_EXERCISE DIRECTIONS:_ Put everything from the line that contains "If you don't mind, please locate the sky" down to the end of the entries, with both ends included, into a Markdown table with the columns Number and Entry line, leaving out blank lines.

_GIVEN DATA:_
···

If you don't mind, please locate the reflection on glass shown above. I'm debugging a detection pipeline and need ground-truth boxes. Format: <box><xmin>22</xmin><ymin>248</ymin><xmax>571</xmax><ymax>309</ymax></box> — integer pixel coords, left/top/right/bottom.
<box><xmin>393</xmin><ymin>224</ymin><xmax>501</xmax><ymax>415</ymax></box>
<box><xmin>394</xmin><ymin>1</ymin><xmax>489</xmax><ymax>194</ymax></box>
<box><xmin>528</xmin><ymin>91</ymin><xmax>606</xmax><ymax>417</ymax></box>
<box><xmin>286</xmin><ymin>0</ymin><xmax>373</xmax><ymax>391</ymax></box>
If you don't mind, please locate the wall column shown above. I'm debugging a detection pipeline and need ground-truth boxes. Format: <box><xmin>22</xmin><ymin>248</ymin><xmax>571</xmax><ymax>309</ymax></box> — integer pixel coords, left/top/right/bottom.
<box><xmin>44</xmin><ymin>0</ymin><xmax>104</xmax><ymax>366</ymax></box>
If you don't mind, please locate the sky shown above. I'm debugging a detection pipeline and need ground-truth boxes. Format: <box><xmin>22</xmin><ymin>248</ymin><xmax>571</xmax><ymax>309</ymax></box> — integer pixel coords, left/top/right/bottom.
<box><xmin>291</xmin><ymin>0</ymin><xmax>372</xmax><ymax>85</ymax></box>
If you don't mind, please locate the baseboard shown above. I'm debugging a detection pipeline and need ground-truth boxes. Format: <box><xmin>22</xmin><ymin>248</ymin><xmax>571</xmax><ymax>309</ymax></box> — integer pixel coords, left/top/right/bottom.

···

_EXPECTED ANSWER:_
| Number | Entry line |
|---|---|
| 1 | If you don't mind, please locate the sky shown above. I'm debugging a detection pipeline and need ground-truth boxes. Format: <box><xmin>22</xmin><ymin>248</ymin><xmax>571</xmax><ymax>309</ymax></box> — integer pixel coords, left/top/right/bottom. |
| 2 | <box><xmin>291</xmin><ymin>0</ymin><xmax>372</xmax><ymax>85</ymax></box> |
| 3 | If you don't mind, please locate the baseboard shown above. I'm debugging a detection pipeline and need ground-truth boxes. Format: <box><xmin>22</xmin><ymin>248</ymin><xmax>571</xmax><ymax>309</ymax></box> — integer pixel coords, left/top/right/bottom. |